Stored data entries
** Start **

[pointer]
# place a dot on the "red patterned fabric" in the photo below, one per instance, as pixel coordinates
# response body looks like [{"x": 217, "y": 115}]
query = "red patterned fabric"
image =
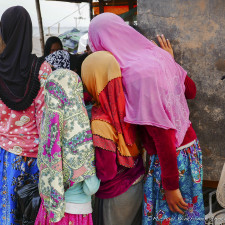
[{"x": 112, "y": 111}]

** End **

WHAT IS ASKED
Copy the lines above word for word, leaving out the pictures.

TASK RESPONSE
[pointer]
# place a dot on the "red patterned fabric" in the photo below, one per instance, as pixel coordinates
# response body looks like [{"x": 217, "y": 115}]
query = "red patterned fabric"
image =
[{"x": 112, "y": 111}]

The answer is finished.